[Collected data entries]
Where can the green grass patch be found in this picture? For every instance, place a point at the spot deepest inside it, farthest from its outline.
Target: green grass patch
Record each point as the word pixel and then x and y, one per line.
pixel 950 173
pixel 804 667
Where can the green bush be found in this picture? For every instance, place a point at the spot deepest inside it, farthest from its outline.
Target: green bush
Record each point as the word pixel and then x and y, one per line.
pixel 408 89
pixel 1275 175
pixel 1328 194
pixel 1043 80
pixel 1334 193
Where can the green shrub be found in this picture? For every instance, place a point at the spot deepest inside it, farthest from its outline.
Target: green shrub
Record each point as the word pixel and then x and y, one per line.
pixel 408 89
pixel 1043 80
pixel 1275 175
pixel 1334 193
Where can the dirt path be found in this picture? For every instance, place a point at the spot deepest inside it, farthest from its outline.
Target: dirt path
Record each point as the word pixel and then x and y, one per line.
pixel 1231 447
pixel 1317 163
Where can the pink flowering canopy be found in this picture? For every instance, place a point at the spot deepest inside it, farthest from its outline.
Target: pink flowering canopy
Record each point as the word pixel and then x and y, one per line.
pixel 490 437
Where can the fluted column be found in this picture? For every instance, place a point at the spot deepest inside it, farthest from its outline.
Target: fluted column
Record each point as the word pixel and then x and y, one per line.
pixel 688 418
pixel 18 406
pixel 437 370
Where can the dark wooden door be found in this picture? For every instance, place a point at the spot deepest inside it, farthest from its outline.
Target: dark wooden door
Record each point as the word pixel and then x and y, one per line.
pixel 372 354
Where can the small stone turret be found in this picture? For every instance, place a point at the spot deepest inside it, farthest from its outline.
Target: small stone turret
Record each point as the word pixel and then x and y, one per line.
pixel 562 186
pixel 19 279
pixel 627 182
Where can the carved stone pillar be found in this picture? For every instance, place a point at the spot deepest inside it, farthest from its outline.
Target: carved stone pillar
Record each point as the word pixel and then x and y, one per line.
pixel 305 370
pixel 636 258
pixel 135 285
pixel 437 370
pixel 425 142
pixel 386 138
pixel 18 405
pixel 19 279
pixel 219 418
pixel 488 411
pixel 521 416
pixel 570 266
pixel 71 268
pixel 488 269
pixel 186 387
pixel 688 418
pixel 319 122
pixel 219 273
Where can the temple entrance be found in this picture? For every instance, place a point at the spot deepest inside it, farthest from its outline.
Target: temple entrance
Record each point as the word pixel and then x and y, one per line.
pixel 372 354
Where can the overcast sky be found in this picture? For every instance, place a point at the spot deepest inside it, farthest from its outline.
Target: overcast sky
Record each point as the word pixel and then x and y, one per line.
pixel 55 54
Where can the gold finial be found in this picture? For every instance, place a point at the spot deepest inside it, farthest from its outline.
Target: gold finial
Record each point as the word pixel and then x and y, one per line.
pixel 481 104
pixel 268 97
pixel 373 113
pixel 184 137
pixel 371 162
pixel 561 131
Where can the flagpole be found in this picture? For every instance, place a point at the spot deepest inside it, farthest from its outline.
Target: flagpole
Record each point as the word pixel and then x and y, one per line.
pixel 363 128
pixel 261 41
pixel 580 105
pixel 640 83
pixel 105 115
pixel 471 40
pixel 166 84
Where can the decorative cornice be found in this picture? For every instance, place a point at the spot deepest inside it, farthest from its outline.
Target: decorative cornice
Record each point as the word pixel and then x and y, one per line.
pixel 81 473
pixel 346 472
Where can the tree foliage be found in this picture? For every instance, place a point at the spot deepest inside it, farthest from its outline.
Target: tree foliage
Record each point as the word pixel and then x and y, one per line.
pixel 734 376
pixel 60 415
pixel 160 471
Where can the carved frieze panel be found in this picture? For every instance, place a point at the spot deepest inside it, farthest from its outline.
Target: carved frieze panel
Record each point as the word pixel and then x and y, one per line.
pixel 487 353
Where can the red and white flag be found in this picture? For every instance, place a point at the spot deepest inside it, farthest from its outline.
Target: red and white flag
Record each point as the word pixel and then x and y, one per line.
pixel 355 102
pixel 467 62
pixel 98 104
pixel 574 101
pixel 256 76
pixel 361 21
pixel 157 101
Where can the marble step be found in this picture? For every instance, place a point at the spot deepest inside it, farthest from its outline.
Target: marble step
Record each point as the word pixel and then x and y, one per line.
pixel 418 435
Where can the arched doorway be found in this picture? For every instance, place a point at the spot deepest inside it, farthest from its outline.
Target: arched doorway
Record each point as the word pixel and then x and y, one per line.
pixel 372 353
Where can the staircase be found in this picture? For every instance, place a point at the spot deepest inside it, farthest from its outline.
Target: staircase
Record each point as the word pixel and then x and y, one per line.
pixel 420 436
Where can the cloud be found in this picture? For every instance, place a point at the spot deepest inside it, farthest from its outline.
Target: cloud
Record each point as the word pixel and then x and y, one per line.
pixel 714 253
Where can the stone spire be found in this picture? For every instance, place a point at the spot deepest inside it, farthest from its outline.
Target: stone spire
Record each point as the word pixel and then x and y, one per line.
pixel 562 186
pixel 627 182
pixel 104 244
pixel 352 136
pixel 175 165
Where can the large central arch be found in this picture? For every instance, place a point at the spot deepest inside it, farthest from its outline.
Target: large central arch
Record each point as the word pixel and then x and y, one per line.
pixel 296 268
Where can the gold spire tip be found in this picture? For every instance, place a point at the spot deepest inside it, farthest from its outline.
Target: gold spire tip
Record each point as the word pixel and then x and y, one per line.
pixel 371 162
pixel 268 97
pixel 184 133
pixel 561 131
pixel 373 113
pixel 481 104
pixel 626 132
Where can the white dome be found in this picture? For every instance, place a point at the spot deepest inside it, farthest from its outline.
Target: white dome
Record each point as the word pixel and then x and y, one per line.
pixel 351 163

Work item >>
Return, from the data above, each line in which the string "tree" appears.

Task answer >>
Where can the tree foliage be found in this picture? For every instance, place a point at the spot deepest inside it, farthest from its outline.
Target: tree foliage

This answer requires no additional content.